PROBLEM TO WORK ON - All lines from the one with "Within each instance, areas" through the last line of the data below should be copied exactly; please add nothing.

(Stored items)

■ ■ ■

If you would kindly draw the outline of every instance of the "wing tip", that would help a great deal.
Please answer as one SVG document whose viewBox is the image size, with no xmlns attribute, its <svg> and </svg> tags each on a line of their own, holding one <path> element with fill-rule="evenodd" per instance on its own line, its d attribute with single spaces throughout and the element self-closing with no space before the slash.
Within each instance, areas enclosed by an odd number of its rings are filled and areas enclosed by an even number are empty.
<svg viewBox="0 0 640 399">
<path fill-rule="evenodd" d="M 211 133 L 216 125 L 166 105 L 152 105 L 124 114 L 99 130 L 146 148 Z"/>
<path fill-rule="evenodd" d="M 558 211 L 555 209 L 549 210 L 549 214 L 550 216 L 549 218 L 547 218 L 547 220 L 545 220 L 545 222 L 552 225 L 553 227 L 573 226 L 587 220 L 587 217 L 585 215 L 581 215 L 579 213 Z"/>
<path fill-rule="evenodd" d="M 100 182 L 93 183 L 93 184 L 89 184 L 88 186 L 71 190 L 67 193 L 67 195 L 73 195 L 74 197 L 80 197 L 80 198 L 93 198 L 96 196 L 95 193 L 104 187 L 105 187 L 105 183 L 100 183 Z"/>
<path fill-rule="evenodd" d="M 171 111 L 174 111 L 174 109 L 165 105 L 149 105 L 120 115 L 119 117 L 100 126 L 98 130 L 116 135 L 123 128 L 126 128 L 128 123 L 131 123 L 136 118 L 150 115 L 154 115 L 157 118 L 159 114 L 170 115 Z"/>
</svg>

■ ■ ■

ANSWER SECTION -
Within each instance, areas enclosed by an odd number of its rings are filled and areas enclosed by an even number are empty.
<svg viewBox="0 0 640 399">
<path fill-rule="evenodd" d="M 211 133 L 216 125 L 166 105 L 152 105 L 124 114 L 99 130 L 146 148 Z"/>
<path fill-rule="evenodd" d="M 558 211 L 555 209 L 549 210 L 549 214 L 550 216 L 549 218 L 547 218 L 547 220 L 545 220 L 545 222 L 552 225 L 553 227 L 573 226 L 587 220 L 587 217 L 585 215 L 581 215 L 579 213 Z"/>
<path fill-rule="evenodd" d="M 100 182 L 93 183 L 93 184 L 89 184 L 88 186 L 71 190 L 67 193 L 67 195 L 73 195 L 74 197 L 80 197 L 80 198 L 93 198 L 96 196 L 95 193 L 104 187 L 105 187 L 105 183 L 100 183 Z"/>
<path fill-rule="evenodd" d="M 171 111 L 174 111 L 174 109 L 165 105 L 149 105 L 120 115 L 119 117 L 100 126 L 98 130 L 116 135 L 123 128 L 126 128 L 128 123 L 131 123 L 136 118 L 150 115 L 154 115 L 157 118 L 159 114 L 170 115 Z"/>
</svg>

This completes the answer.